* [EXERCÍCIO ESCRITO] Transcreva fielmente as linhas, começando por aquela que contém "Note: mark the colas" e terminando na última linha, ambas inclusive.

* [DADOS DE ENTRADA]
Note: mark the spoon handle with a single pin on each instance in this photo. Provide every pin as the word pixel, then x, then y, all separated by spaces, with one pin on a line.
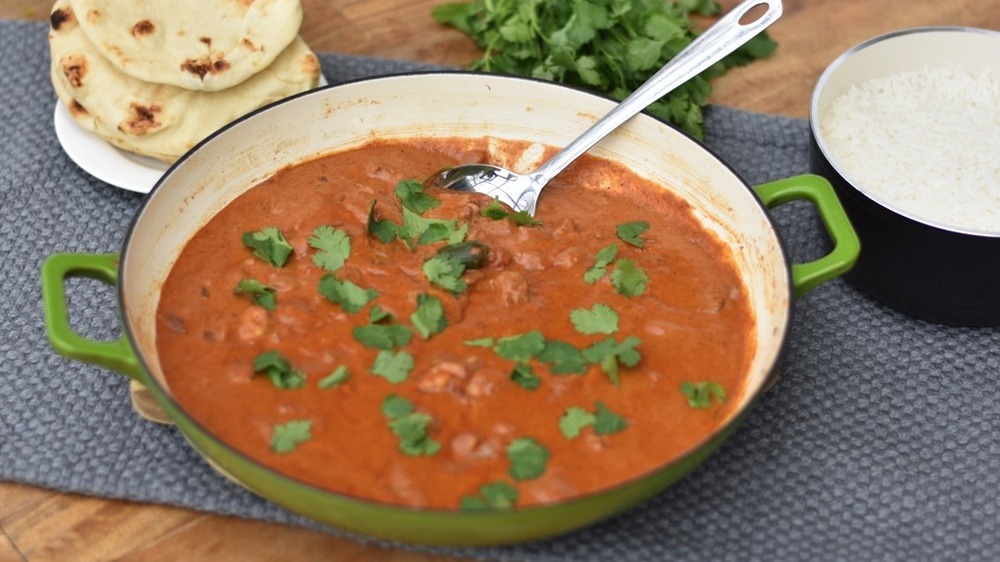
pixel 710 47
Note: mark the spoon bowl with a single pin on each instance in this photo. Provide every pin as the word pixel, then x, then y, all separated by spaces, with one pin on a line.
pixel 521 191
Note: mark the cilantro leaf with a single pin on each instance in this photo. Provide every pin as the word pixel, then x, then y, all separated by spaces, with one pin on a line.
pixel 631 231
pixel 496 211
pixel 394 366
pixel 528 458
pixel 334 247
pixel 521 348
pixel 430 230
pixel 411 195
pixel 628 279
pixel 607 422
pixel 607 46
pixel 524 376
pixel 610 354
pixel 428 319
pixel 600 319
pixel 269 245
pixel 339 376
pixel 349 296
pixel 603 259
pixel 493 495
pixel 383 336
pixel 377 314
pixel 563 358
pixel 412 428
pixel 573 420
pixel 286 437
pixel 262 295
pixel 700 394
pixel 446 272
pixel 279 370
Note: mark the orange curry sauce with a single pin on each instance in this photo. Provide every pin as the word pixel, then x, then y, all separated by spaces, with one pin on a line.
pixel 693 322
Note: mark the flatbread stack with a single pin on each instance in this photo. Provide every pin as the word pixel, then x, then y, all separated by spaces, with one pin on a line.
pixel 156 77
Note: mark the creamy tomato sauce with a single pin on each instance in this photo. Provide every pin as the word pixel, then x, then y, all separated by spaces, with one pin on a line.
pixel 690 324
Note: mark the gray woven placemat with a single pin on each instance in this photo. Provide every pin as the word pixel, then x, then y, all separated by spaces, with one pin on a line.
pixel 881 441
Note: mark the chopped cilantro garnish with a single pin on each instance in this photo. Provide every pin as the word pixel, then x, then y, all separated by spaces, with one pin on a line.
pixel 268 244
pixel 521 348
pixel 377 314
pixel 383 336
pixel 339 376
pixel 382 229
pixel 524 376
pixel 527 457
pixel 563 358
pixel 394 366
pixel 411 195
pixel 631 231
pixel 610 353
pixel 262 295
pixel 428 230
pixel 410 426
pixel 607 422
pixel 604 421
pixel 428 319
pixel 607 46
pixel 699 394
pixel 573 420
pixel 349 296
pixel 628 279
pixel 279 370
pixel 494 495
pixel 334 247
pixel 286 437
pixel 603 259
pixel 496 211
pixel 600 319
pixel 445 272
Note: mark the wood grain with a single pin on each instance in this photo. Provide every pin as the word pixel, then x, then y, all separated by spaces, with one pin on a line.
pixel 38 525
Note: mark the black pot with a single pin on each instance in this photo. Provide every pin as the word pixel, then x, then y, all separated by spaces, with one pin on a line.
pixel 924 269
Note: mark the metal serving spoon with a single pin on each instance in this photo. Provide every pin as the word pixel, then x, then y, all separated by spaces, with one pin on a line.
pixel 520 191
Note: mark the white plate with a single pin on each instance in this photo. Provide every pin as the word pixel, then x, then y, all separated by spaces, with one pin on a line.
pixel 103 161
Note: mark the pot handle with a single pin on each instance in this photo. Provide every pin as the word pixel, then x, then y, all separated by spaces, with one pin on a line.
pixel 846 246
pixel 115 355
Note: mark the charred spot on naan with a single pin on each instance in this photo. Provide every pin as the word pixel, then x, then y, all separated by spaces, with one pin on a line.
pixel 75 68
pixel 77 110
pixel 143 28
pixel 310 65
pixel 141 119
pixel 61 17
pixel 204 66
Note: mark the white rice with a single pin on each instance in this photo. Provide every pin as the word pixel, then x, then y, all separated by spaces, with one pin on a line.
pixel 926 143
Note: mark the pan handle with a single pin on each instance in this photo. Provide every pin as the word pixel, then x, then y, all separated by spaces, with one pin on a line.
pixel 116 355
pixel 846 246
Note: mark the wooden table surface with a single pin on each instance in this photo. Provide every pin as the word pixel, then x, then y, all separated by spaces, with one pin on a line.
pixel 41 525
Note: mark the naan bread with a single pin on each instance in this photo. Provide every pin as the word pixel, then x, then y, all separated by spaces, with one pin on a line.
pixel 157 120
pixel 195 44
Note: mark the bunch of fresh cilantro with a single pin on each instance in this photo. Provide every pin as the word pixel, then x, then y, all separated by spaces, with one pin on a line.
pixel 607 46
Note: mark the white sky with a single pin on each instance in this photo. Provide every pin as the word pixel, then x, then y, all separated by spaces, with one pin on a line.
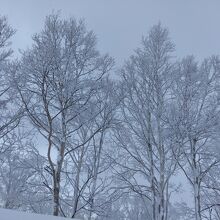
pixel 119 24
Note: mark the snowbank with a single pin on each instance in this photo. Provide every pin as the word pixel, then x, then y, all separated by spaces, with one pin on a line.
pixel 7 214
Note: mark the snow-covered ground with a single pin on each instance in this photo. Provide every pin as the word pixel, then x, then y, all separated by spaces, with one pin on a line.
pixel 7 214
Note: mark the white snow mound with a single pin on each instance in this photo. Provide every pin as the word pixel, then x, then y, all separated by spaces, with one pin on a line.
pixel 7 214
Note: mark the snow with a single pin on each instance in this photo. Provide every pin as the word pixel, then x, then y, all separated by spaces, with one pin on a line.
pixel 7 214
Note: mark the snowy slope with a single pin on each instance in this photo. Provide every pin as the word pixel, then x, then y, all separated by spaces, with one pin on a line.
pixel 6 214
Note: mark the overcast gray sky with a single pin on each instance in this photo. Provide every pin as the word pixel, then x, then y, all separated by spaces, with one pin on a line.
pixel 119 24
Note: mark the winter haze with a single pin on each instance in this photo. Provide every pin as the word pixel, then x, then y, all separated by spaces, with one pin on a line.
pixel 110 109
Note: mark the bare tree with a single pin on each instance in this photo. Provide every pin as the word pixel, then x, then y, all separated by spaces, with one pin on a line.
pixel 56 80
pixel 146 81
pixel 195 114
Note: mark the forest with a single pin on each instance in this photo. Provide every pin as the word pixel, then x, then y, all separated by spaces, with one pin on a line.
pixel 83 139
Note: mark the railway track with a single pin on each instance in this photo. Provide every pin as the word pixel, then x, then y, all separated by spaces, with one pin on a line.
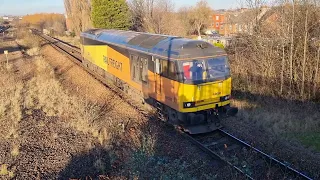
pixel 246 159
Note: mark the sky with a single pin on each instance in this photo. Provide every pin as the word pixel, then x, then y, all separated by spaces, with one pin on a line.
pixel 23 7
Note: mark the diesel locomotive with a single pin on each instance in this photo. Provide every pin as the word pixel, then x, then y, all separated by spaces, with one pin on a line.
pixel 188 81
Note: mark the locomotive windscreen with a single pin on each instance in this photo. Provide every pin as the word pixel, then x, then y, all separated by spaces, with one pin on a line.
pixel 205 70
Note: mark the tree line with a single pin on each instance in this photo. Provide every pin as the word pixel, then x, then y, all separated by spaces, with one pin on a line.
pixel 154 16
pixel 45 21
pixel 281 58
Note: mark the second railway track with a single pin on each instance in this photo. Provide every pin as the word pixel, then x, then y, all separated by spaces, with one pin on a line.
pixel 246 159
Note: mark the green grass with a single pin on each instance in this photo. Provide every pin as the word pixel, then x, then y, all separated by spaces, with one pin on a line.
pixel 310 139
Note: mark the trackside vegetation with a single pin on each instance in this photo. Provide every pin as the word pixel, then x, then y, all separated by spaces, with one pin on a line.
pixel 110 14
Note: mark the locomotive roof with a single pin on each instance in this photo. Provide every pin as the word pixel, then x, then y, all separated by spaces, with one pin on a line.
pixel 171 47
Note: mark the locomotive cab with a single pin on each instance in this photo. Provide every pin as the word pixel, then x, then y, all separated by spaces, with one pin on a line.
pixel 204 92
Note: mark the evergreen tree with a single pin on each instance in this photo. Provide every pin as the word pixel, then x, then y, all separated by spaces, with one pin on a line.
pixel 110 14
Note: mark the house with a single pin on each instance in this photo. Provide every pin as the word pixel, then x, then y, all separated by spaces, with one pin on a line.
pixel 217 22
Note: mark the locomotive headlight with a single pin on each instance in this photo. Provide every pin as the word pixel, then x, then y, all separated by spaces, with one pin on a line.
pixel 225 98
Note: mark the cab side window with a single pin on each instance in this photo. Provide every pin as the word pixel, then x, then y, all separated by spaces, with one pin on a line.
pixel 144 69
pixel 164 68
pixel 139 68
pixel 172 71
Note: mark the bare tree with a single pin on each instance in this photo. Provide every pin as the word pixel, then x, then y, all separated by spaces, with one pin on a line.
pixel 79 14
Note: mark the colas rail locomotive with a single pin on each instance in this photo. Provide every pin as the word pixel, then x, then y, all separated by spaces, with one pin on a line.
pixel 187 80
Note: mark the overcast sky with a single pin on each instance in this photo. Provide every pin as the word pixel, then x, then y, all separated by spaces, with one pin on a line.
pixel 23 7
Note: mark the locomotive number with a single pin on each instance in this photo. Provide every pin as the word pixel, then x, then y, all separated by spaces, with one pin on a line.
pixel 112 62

* [SOLUÇÃO]
Note: mark the colas rail locomotive with a single pin on each instance in this photo. Provide every pin as the word pixel, then x, then y, all separated by spaces, with one pin on a line.
pixel 187 80
Note: mark the overcast sky with a single pin on each instance in this photo. Provide every pin as the word pixel, then x, then y, all separated by spaces, with one pin on a line.
pixel 23 7
Note: mark the locomotive number with a single pin on each instance in this photo. Provide every pin as the word pixel, then x, then y, all separated by spaces, with one pin on a line.
pixel 112 62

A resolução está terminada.